Some records:
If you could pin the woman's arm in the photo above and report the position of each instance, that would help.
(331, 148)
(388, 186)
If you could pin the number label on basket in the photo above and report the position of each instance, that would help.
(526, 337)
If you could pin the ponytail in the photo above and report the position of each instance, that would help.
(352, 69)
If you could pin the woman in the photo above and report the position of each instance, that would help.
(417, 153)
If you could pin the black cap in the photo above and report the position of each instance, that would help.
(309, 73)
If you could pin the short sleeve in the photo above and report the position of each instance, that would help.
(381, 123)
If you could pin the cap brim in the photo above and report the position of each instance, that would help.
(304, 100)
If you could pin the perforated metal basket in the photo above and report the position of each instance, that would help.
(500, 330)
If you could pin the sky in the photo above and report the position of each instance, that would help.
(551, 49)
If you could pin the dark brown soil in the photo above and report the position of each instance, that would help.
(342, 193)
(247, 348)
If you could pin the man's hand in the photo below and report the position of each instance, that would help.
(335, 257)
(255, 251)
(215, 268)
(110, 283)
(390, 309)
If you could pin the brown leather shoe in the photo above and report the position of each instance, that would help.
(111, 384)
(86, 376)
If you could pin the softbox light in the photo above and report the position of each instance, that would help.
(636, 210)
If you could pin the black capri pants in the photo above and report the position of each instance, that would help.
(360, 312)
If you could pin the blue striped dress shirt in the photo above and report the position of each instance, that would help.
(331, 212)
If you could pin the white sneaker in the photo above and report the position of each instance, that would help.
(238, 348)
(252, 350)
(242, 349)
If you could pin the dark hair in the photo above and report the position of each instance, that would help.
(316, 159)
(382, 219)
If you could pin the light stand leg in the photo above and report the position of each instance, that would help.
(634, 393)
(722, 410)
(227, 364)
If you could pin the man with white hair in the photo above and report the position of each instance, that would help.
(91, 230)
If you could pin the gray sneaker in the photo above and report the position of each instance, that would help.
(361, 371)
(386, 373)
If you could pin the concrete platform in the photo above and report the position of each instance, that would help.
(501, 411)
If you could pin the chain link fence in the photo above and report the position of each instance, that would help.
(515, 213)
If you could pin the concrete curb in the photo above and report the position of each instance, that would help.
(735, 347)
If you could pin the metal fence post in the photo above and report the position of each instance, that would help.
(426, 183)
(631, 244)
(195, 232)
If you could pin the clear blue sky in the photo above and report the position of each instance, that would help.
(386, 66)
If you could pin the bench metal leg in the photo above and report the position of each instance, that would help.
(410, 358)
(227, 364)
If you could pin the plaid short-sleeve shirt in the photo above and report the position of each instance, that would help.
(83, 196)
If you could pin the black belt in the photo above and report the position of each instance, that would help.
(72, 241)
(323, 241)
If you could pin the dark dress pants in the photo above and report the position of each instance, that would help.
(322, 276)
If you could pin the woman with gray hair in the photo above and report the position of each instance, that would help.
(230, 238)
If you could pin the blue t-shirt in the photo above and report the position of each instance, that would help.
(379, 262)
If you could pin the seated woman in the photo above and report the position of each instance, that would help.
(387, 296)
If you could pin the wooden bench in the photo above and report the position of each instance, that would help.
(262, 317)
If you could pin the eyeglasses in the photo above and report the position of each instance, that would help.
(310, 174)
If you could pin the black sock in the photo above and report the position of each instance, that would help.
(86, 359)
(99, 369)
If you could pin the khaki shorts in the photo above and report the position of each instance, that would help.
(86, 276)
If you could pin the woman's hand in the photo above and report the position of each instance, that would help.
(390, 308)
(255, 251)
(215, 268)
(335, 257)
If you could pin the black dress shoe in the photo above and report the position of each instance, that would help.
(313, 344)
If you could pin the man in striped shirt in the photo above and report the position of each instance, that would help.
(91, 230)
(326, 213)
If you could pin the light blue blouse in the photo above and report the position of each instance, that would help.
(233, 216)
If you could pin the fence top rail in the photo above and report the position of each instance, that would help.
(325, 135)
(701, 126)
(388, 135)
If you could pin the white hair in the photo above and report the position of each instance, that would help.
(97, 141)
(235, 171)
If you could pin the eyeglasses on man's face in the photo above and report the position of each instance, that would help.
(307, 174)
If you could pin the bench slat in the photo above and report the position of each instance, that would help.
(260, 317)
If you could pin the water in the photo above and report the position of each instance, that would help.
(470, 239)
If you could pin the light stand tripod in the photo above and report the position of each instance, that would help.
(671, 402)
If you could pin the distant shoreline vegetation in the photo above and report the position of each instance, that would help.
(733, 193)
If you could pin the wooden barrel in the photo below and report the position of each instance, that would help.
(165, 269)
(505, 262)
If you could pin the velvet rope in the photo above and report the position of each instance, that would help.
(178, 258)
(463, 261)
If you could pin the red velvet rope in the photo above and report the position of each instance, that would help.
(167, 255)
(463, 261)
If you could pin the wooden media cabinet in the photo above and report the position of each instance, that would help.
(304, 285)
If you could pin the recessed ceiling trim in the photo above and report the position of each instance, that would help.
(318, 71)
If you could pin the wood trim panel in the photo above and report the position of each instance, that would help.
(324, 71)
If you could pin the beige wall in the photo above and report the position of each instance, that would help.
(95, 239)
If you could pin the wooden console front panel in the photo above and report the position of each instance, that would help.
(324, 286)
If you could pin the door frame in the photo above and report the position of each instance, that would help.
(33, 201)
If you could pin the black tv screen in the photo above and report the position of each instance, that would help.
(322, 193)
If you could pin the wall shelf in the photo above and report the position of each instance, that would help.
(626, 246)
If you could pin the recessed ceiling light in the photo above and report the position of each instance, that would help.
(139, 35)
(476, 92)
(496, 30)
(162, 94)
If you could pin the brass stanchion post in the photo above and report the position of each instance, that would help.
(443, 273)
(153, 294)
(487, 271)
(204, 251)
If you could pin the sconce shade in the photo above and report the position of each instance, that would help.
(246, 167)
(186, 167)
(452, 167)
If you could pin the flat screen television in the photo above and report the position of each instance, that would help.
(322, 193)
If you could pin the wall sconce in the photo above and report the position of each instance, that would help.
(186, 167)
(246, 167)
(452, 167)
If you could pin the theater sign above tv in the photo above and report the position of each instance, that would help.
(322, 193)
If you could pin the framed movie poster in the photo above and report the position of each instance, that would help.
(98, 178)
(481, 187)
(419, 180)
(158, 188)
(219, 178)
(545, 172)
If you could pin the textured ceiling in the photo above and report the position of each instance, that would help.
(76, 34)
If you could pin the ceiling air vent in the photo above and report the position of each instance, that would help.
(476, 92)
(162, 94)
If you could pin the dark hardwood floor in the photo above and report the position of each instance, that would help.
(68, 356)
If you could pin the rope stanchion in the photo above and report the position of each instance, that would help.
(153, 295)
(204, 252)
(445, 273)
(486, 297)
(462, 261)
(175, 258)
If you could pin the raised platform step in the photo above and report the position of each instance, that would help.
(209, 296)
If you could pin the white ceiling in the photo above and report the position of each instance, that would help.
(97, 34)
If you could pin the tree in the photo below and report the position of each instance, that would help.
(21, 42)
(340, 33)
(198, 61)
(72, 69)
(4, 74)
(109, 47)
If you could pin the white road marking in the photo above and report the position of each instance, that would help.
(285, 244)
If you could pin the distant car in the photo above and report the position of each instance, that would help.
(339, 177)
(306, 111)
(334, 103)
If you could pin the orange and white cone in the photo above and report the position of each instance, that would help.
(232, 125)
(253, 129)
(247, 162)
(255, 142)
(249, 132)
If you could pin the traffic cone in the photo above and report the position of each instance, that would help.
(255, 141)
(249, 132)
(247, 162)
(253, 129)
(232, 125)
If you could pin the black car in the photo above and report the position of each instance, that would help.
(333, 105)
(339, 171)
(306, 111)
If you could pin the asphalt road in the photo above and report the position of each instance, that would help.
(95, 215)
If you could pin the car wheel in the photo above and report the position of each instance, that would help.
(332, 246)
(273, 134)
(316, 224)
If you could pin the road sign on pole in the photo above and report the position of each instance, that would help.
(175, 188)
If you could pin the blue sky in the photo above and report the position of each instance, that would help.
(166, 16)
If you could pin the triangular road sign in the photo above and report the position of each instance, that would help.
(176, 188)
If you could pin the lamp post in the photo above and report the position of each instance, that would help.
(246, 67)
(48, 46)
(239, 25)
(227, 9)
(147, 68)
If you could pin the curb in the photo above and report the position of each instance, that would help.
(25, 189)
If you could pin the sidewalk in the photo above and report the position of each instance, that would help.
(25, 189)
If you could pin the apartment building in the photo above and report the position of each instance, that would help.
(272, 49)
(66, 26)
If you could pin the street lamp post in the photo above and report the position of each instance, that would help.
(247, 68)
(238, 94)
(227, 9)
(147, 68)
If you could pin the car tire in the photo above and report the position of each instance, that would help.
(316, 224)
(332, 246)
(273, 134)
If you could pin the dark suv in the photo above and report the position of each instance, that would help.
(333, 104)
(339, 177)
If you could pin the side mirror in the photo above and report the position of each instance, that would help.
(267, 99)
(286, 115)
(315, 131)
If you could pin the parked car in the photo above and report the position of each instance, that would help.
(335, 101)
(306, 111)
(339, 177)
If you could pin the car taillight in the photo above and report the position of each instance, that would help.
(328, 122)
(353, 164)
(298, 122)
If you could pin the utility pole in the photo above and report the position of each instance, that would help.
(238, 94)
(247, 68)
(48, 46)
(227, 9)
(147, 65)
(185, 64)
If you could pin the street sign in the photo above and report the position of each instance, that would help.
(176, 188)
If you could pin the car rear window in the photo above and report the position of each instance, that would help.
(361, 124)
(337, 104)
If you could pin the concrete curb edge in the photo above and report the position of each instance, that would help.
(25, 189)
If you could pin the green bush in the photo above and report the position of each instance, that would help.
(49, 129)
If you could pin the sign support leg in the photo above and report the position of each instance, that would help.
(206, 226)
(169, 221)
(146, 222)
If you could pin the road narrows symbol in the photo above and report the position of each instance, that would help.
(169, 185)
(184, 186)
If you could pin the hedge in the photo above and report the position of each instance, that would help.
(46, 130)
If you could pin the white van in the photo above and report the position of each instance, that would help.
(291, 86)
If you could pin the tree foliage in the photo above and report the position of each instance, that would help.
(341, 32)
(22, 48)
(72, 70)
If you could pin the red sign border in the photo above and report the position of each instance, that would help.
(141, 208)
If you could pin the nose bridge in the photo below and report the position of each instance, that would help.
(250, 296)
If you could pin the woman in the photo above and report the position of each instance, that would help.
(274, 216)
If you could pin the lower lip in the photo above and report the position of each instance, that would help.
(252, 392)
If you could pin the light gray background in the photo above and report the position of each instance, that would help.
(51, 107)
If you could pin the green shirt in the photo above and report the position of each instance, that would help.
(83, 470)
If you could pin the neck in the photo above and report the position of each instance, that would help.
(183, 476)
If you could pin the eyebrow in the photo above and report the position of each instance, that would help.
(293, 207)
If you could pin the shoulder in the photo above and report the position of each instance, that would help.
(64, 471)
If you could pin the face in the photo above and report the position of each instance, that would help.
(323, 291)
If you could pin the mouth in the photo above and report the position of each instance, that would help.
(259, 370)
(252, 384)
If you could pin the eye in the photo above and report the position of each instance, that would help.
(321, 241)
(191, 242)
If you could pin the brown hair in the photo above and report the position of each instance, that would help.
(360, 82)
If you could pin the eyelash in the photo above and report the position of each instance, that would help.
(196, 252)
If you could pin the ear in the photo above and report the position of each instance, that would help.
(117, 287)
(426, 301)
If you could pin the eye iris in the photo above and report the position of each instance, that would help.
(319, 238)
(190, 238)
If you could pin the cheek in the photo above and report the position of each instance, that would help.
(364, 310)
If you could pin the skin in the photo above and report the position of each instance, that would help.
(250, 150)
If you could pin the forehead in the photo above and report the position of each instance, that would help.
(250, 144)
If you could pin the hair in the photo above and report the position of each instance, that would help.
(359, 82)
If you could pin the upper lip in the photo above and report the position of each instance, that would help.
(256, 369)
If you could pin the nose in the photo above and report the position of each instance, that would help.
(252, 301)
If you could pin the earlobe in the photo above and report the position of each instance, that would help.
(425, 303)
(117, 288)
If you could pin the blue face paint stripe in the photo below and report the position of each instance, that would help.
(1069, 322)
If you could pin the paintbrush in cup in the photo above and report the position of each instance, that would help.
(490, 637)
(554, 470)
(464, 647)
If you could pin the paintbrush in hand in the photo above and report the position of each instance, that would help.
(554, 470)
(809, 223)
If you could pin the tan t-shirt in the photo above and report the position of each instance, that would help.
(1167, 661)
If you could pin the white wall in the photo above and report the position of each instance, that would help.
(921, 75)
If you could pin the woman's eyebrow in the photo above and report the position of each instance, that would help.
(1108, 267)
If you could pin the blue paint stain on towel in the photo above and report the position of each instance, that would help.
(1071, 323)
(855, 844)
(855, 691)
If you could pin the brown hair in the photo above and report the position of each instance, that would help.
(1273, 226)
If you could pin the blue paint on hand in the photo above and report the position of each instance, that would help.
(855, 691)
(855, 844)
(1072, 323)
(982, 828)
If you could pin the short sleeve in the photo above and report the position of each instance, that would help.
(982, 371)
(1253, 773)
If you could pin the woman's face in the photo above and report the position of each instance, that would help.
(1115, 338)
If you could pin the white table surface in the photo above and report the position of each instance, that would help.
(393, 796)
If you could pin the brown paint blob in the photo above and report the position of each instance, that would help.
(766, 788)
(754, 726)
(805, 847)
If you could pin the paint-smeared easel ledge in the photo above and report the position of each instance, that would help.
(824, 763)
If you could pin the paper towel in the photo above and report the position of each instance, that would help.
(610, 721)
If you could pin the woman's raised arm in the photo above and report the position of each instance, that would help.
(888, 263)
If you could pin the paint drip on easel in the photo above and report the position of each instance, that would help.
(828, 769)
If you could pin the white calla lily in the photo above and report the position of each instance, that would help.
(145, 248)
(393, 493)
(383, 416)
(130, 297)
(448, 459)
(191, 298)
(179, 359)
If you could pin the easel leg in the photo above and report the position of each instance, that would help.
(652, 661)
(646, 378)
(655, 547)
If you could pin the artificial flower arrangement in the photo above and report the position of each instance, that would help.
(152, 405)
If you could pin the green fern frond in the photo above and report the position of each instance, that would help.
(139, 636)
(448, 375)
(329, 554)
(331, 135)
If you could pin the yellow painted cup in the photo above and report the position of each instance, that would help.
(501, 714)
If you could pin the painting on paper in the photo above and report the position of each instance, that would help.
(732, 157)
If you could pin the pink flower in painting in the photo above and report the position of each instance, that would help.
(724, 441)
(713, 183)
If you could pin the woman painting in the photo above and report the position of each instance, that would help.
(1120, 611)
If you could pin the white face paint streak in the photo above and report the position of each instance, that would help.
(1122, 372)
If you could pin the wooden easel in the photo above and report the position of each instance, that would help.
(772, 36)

## [PROBLEM STATEMENT]
Starting from the line containing "If you could pin the easel" and ending with the final line of the data, reproduce each line exactly as it appears, including no other lines.

## [SOLUTION TO THIS EXERCISE]
If you could pin the easel leg in the photo above and report the position of each instance, that would help.
(652, 661)
(646, 378)
(655, 547)
If you could pin the artificial flower arrangement in the photo above and report the position of each instance, that would help.
(152, 405)
If you could pin the green fern frond in the photo above and report the position of each instance, that would help.
(139, 636)
(448, 375)
(329, 554)
(331, 135)
If you could pin the yellow painted cup in the photo above and report the position of each instance, that would help.
(501, 714)
If you could pin the painting on paper in the photo above and report the position of each instance, that would help.
(732, 157)
If you could pin the pink flower in painting in the photo above and report the position of each instance, that would help.
(724, 441)
(713, 183)
If you could pin the woman painting in the photo above and report the position of each instance, that would help.
(1120, 611)
If you could pin the white face paint streak in the photo above and report the position of each instance, that would help.
(1122, 372)
If you could pin the wooden easel in the photo above and report the position of each instance, that would help.
(772, 36)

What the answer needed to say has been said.